### [Material for the task]
----------

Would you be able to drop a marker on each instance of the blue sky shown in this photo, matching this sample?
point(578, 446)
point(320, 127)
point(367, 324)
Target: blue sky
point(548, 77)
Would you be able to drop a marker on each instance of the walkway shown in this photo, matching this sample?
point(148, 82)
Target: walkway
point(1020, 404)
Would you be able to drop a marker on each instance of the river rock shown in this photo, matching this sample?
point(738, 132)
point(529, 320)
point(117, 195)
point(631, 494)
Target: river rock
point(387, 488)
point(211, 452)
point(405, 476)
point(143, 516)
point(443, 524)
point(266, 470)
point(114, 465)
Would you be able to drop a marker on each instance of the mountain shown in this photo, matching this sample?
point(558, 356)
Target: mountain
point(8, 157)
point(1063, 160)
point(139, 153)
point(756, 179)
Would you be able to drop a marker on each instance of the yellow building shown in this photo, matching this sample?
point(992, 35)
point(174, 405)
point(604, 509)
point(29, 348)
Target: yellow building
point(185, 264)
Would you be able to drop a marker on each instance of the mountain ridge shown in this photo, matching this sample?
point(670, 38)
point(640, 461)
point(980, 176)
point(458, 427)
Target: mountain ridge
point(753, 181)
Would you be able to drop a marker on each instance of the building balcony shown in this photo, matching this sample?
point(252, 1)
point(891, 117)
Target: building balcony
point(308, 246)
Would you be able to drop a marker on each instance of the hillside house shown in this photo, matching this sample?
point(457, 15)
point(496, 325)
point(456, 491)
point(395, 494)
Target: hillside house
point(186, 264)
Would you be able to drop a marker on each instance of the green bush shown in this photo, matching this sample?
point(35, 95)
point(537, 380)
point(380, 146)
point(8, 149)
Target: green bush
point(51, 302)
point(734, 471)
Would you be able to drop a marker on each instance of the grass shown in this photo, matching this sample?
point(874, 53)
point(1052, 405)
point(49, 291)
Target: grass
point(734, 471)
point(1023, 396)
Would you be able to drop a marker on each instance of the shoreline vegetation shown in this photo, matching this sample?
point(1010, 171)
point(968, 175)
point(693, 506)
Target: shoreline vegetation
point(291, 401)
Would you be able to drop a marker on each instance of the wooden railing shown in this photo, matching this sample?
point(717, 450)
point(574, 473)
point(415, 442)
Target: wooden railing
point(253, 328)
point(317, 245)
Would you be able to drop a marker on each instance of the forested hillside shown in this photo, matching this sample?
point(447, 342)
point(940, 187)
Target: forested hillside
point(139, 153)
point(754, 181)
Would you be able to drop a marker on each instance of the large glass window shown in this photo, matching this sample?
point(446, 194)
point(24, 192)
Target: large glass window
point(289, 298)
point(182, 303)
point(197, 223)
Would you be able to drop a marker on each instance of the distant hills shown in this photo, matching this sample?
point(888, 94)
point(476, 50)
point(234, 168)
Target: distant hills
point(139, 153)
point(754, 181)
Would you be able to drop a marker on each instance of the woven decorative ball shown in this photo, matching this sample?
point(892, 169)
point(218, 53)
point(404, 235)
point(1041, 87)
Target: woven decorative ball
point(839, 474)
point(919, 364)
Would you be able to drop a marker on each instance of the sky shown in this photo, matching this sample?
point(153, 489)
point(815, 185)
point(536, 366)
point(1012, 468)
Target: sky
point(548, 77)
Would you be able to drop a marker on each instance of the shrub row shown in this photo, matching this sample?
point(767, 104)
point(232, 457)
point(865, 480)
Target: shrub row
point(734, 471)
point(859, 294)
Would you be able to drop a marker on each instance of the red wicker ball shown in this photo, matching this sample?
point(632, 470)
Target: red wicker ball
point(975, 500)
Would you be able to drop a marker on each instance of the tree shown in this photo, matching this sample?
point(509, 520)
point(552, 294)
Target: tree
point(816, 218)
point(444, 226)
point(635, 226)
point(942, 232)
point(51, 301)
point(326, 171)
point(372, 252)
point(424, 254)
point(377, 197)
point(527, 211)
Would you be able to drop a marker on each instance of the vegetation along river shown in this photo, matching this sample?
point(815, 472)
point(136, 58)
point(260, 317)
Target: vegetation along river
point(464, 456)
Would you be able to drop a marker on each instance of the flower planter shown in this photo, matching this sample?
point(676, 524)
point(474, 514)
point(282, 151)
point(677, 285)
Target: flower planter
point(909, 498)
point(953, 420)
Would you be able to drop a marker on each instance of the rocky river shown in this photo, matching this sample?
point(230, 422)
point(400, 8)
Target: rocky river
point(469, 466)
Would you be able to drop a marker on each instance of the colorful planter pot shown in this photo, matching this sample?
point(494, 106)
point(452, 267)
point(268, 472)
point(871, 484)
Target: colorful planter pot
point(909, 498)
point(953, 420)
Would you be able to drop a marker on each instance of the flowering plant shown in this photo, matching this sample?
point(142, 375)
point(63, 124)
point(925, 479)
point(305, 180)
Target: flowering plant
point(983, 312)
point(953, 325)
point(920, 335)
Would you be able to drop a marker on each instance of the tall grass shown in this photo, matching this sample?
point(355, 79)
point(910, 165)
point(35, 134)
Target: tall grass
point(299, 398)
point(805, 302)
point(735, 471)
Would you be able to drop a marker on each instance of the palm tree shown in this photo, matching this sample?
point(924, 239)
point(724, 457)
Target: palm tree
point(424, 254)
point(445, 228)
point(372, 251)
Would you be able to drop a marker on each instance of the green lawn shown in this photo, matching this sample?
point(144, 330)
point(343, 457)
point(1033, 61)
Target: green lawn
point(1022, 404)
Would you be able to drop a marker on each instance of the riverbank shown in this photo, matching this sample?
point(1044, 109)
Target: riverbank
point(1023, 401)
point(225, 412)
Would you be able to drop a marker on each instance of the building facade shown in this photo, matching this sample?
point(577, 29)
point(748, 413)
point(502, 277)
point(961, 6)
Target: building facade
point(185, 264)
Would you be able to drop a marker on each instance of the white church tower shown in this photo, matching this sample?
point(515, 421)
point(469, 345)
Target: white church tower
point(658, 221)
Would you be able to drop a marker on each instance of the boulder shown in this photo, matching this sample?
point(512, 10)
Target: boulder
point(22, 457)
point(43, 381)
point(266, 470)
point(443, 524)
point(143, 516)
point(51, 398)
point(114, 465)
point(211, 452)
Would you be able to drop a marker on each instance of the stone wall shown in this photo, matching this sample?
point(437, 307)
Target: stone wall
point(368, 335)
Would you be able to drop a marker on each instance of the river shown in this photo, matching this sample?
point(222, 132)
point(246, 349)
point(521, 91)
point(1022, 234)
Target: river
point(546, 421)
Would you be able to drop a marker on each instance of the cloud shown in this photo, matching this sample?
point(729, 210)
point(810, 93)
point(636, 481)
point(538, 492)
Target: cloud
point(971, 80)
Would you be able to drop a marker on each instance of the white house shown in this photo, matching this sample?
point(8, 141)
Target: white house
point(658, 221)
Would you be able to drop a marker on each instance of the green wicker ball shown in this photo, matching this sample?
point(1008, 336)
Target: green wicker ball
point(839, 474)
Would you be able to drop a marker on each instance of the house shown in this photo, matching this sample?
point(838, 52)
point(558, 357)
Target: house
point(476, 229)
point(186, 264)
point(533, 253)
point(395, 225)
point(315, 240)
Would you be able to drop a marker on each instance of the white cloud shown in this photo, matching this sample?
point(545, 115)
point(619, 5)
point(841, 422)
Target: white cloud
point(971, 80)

----------

### [Stated task]
Please print all of the material above again, word for word, without changing or leaving out anything.

### [Result]
Would you be able to drop a marker on each instance of the blue sky shown in this photo, matching this sample?
point(578, 446)
point(320, 127)
point(367, 324)
Target: blue sky
point(548, 77)
Would you be able to drop a marker on each instance of the walkway shown in this photo, matching this sample?
point(148, 82)
Target: walkway
point(1020, 404)
Would you be able to drop a marker on each instance of the river rock shown in this photo, matching this sample?
point(738, 132)
point(529, 320)
point(117, 195)
point(631, 494)
Target: river rock
point(387, 488)
point(211, 452)
point(405, 476)
point(143, 516)
point(443, 524)
point(266, 470)
point(114, 465)
Would you be able to drop a marker on each instance of the mountain shown in this photo, matching this sample?
point(558, 356)
Target: mountain
point(8, 157)
point(1063, 160)
point(139, 153)
point(756, 179)
Would you be able to drop a marker on each instance of the yellow building shown in this photo, matching this sample?
point(992, 35)
point(174, 405)
point(604, 509)
point(29, 348)
Target: yellow building
point(185, 264)
Would you be able to drop a marker on each instance of the mountain ridge shown in this photo, matching this sample?
point(670, 38)
point(640, 461)
point(980, 176)
point(458, 427)
Target: mountain ridge
point(753, 181)
Would you be able to drop a marker on each instance of the building balcony shown in this photo, matching this sample?
point(252, 1)
point(891, 117)
Target: building balcony
point(308, 246)
Would you be able to drop a marker on each instance of the hillside house shown in this photo, matching this sample?
point(457, 15)
point(496, 325)
point(456, 491)
point(395, 494)
Target: hillside house
point(186, 264)
Would you be able to drop a marker on each instance of the green bush shown in this photo, matching this sample?
point(35, 95)
point(537, 380)
point(380, 146)
point(8, 149)
Target: green bush
point(51, 302)
point(734, 471)
Would you be able to drop a marker on each instance of the grass shown in this photo, matching this sample?
point(874, 53)
point(1052, 405)
point(49, 291)
Target: grass
point(734, 471)
point(1023, 396)
Would you be able to drop a marker on each instance of the shoreline vegetation shown in this photo, matching this sample?
point(1010, 171)
point(968, 175)
point(693, 506)
Target: shoreline vegetation
point(291, 401)
Would you be able to drop a marker on each instance of the wooden railing shown in this photo, matching this sample?
point(717, 450)
point(574, 473)
point(415, 442)
Target: wooden railing
point(253, 328)
point(317, 245)
Would you be able to drop a marker on each instance of the forested hillside shown in this photo, matching this sample?
point(447, 342)
point(940, 187)
Target: forested hillside
point(139, 153)
point(754, 181)
Would you be able to drop a marker on each instance of the large glass window shown in this photo, matching this sample?
point(446, 194)
point(24, 192)
Target: large glass window
point(289, 298)
point(182, 303)
point(197, 223)
Would you be able to drop a marker on each instance of the distant hills shown in this photo, matching this sample?
point(888, 94)
point(476, 50)
point(234, 168)
Target: distant hills
point(139, 153)
point(754, 181)
Would you be able to drop a marker on each instance of the woven decorative ball shown in this photo, matching this sample?
point(892, 169)
point(218, 53)
point(404, 235)
point(1041, 87)
Target: woven decorative ball
point(839, 474)
point(919, 364)
Would you be able to drop a marker on each instance of the sky shown in this photo, matching this sample?
point(153, 489)
point(815, 185)
point(536, 366)
point(1012, 468)
Target: sky
point(548, 77)
Would you be able to drop a marker on each instance of the shrub row shown in this photo, matching this sample?
point(767, 104)
point(232, 457)
point(865, 480)
Target: shrub row
point(734, 471)
point(859, 294)
Would you be able to drop a marker on each instance of the red wicker ball shown in this photo, matching this sample?
point(632, 470)
Target: red wicker ball
point(975, 500)
Would you be able to drop a marker on each instance of the tree shown in this photo, matching this sample?
point(509, 520)
point(552, 294)
Target: tree
point(816, 218)
point(444, 226)
point(635, 226)
point(942, 232)
point(51, 301)
point(326, 171)
point(372, 252)
point(424, 254)
point(377, 197)
point(527, 211)
Would you be able to drop a marker on each instance of the vegetation along river shown in this photo, matching this sample?
point(815, 472)
point(136, 58)
point(260, 317)
Target: vegetation along river
point(464, 456)
Would you be able to drop a marker on each instance of the flower planter shown in this photo, matching this sample?
point(676, 524)
point(474, 514)
point(282, 151)
point(677, 285)
Target: flower planter
point(909, 498)
point(953, 420)
Would you be able to drop a marker on each instance of the rocky river shown in this photo, matching this sample?
point(230, 422)
point(400, 8)
Target: rocky river
point(469, 466)
Would you be able to drop a marker on each instance of the colorful planter pot shown in this photo, matching this sample?
point(494, 106)
point(452, 267)
point(268, 472)
point(871, 484)
Target: colorful planter pot
point(909, 498)
point(953, 420)
Would you be able to drop a marker on each instance of the flowering plant shown in this photo, matching this sample?
point(142, 375)
point(63, 124)
point(925, 479)
point(305, 180)
Target: flowering plant
point(983, 312)
point(953, 325)
point(920, 335)
Would you be able to drop a marker on each instance of the tall grass shown in this photo, matching this sample?
point(355, 79)
point(910, 165)
point(35, 134)
Target: tall grass
point(299, 398)
point(805, 302)
point(735, 471)
Would you be able to drop a marker on each instance of the palm tree shown in this photo, matching this sample?
point(924, 239)
point(724, 457)
Target: palm tree
point(424, 254)
point(445, 228)
point(372, 251)
Would you be able to drop a marker on each instance of the green lawn shown in this photo, matching this sample?
point(144, 330)
point(343, 457)
point(1033, 61)
Target: green lawn
point(1022, 404)
Would you be able to drop a marker on each instance of the riverbank shown in this photo, matching this sample?
point(1044, 109)
Target: riverbank
point(1023, 401)
point(225, 412)
Would you be able to drop a marker on each instance of the building facade shown in this photo, matching this sample?
point(577, 29)
point(748, 413)
point(502, 277)
point(961, 6)
Target: building facade
point(185, 264)
Would you be able to drop a marker on each instance of the white church tower shown in this photo, matching this sample?
point(515, 421)
point(469, 345)
Target: white church tower
point(658, 221)
Would you be able to drop a marker on each instance of the boulder shown in this photo, matching this sample?
point(512, 10)
Target: boulder
point(22, 457)
point(43, 381)
point(266, 470)
point(443, 524)
point(143, 516)
point(51, 398)
point(114, 465)
point(211, 452)
Would you be able to drop a marker on each instance of the stone wall shown in this photo, matching this sample?
point(437, 307)
Target: stone wall
point(368, 335)
Would you be able to drop a marker on each instance of the river shown in this photo, matching this sample?
point(222, 132)
point(246, 349)
point(521, 91)
point(1022, 234)
Target: river
point(546, 421)
Would you be able to drop a marker on each instance of the cloud shown in this photo, matching this sample?
point(729, 210)
point(810, 93)
point(636, 481)
point(538, 492)
Target: cloud
point(971, 80)
Would you be able to drop a marker on each instance of the white house shown in this photo, matching this sample?
point(8, 141)
Target: white house
point(658, 221)
Would you be able to drop a marker on each instance of the green wicker ball shown in this photo, matching this sample?
point(1008, 336)
Target: green wicker ball
point(839, 474)
Would you be able to drop a marker on each instance of the house shown in this photo, matching this sample?
point(838, 52)
point(558, 357)
Target: house
point(476, 229)
point(186, 264)
point(533, 253)
point(395, 225)
point(315, 240)
Would you be able to drop a marker on each instance of the white cloud shown in this photo, matching this sample?
point(545, 115)
point(619, 5)
point(841, 422)
Target: white cloud
point(971, 80)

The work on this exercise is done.